*Aufgabenstellung*. Listen Sie alle Zeilen der folgenden Datensätze, in denen die Zeichenfolge „blue“ vorkommt, unverändert auf.

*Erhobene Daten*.
━━━━━━
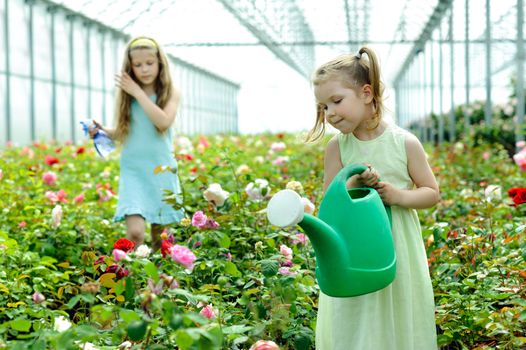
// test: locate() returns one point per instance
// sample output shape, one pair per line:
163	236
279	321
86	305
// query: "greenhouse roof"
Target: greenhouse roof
225	36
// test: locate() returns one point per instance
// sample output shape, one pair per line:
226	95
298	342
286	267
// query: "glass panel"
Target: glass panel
63	113
20	125
42	42
18	38
3	119
63	62
81	51
43	100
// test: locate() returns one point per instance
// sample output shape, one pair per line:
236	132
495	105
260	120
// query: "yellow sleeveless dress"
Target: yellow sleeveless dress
400	316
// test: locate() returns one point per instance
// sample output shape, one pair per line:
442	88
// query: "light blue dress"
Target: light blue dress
141	191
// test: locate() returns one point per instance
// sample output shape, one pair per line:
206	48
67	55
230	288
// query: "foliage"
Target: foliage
476	248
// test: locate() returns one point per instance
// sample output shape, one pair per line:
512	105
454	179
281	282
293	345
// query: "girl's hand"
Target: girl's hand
127	84
369	178
388	193
92	130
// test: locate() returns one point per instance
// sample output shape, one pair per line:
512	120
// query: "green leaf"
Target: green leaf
73	301
224	240
21	325
130	290
129	315
237	329
183	339
137	330
231	269
269	268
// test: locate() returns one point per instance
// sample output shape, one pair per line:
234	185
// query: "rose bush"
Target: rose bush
224	277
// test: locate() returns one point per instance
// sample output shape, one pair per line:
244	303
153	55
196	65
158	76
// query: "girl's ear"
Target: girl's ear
367	93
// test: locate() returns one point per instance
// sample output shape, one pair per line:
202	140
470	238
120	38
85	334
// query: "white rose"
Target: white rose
143	251
216	195
493	192
243	169
295	186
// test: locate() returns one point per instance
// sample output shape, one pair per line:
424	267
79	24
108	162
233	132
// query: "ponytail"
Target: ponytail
354	71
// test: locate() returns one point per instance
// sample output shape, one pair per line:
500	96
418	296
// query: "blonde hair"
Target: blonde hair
354	71
163	85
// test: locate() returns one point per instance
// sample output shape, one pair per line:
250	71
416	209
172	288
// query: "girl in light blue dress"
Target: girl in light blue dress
146	108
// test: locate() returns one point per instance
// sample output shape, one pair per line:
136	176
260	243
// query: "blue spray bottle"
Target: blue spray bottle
102	141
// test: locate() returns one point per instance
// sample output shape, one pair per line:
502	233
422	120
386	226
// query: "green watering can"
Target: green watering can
351	236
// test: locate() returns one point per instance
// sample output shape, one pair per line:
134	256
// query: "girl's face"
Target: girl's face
344	109
145	66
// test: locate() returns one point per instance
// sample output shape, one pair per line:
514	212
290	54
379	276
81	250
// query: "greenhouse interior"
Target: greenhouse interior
172	174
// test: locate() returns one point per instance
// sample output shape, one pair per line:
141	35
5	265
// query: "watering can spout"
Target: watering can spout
351	236
286	209
327	243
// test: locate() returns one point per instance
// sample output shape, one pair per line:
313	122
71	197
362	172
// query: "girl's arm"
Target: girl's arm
426	194
93	131
161	118
332	163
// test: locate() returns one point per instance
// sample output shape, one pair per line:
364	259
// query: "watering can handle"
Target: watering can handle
348	171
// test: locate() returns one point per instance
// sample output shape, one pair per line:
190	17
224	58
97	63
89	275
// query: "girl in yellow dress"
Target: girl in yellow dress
348	91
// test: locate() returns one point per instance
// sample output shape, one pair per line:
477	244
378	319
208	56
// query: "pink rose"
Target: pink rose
277	146
199	219
55	197
299	239
208	312
49	178
56	216
285	271
79	199
281	160
38	297
520	160
264	345
183	256
285	251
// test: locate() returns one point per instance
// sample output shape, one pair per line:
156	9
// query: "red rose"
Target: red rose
518	194
513	191
118	270
520	198
50	160
124	244
100	260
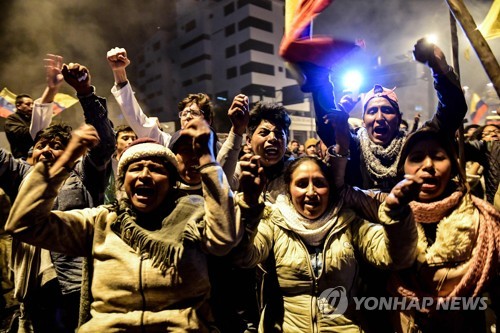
━━━━━━
*Schriftliche Antwort*.
// query: "light blue dress"
Target: light blue dress
// query: "girl in light blue dress"
Target: girl in light blue dress
// query: "blue spray bottle"
Target: blue spray bottle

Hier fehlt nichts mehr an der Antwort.